INSTRUCTIONS TO FOLLOW:
In the passage on invalidation messages below, can you copy word for word the stretch that begins at the words "In addition, in" and stops after "with each occurrence."?

EXCERPT TO READ:
--- Begin ---

In addition, in response to the invalidation messages 132, 134, and 136, each of the cores 104(0)-104(M) in all of the clusters 102(0)-102(L), the port 116, and the external devices 118(0)-118(Y) respond to the invalidation messages 132, 134, and 136 with an acknowledgment message indicating receipt of the invalidation message. The number of messages and responses employed in this process for invalidating copies of page table entries occupies communication resources, creating bottlenecks within the processor-based system 100 each time a page table entry in the memory system is updated, causing periods of performance degradation with each occurrence.

--- End ---

EXCERPTED RECORDS:
--- Begin ---

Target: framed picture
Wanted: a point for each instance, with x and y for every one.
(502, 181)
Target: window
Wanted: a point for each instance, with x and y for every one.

--- End ---

SOLVED PROBLEM:
In addition, in response to the invalidation messages 132, 134, and 136, each of the cores 104(0)-104(M) in all of the clusters 102(0)-102(L), the port 116, and the external devices 118(0)-118(Y) respond to the invalidation messages 132, 134, and 136 with an acknowledgment message indicating receipt of the invalidation message. The number of messages and responses employed in this process for invalidating copies of page table entries occupies communication resources, creating bottlenecks within the processor-based system 100 each time a page table entry in the memory system is updated, causing periods of performance degradation with each occurrence.